▶ Document extract:
[Start of Attachment]

Systemic administration of sclerostin antibody enhances bone repair in a critical-sized femoral defect in a rat model

Mandeep S Virk, Farhang Alaee, Hezhen Tang, Michael S Ominsky, Hua Zhu Ke, Jay R Lieberman
Journal of Bone and Joint Surgery. American Volume 2013 April 17, 95 (8): 694-701

BACKGROUND: Systemic administration of sclerostin neutralizing antibody has led to increased bone formation in animal models of osteoporosis. The purpose of this study was to determine if systemic administration of sclerostin neutralizing antibody could increase the healing response in a critical-sized femoral defect in rats.

[End of Attachment]

▶ Dataset:
[Start of Attachment]

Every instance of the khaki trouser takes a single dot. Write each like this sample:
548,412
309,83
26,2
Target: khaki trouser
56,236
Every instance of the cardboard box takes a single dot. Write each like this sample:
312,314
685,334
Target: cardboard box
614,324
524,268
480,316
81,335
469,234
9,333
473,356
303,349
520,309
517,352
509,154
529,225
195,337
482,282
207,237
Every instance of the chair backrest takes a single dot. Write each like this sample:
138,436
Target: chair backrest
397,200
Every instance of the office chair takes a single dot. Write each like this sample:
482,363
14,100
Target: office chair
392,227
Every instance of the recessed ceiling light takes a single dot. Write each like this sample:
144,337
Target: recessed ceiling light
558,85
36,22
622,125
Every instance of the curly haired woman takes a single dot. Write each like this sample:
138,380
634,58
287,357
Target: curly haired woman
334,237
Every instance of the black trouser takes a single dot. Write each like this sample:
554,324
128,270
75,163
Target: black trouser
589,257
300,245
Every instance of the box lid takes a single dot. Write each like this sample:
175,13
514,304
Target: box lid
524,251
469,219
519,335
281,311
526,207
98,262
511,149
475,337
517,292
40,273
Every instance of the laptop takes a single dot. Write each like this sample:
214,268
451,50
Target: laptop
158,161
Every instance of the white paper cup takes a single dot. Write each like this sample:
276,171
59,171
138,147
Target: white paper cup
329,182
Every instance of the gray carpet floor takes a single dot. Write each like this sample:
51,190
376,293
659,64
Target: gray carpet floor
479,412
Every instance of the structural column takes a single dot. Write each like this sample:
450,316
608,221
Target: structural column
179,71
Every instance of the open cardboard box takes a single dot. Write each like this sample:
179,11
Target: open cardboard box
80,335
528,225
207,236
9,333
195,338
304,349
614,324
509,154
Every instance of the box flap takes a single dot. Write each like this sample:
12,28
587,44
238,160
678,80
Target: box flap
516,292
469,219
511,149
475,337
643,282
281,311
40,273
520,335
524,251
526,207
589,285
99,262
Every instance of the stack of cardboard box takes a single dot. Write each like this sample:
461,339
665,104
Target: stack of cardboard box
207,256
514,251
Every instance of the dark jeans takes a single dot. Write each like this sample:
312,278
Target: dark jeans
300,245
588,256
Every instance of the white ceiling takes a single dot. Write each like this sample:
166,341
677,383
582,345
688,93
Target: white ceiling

[End of Attachment]
[Start of Attachment]

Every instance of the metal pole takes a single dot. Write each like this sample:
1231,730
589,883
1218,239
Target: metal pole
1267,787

[End of Attachment]
[Start of Attachment]

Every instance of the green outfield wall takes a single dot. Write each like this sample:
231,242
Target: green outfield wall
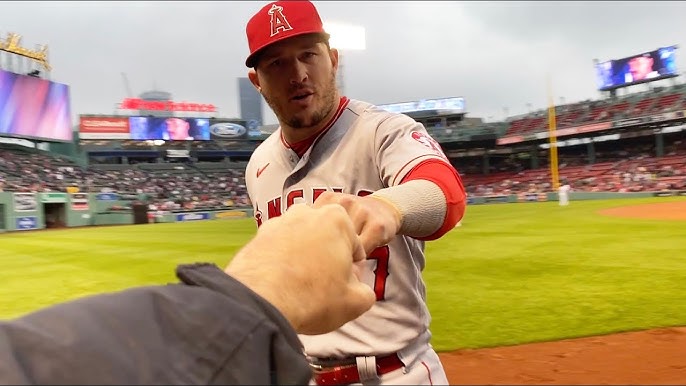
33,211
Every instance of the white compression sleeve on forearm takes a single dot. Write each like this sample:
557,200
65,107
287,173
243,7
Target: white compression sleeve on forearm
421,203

[End of Attachment]

▶ Problems and tasks:
[1] Summarize the sclerostin antibody abstract in two sentences.
[2] Carry the sclerostin antibody abstract forward by writing the section that would follow its background.
The rows above come from a separate source and are unrelated to the sclerostin antibody abstract.

▶ Answers in order:
[1] Systemic administration of sclerostin neutralizing antibody has increased bone formation in animal models of osteoporosis. A study published in the Journal of Bone and Joint Surgery, American Volume, in April 2013 set out to determine whether such systemic administration could increase the healing response in a critical-sized femoral defect in rats.

[2]
METHODS: Critical-sized femoral defects were created in Lewis rats, and the rats were randomized into four groups. The sclerostin antibody (Scl-Ab) treatment groups included the continuous Scl-Ab group (twenty-one animals), the early Scl-Ab group (fifteen animals), and the delayed Scl-Ab group (fifteen animals), which received sclerostin antibody (25 mg/kg) twice weekly for weeks 0 through 12; weeks 0 through 2; and weeks 2 through 4; respectively. Twenty-one animals in the control group received vehicle from weeks 0 through 12. In a subsequent study, bone turnover markers were measured at zero, two, six, and twelve weeks after surgery in rats receiving vehicle or sclerostin neutralizing antibody for twelve weeks (fifteen rats per group). The quality of bone formed was evaluated with radiographs, microcomputed tomography, biomechanical testing, and histologic and histomorphometric analysis.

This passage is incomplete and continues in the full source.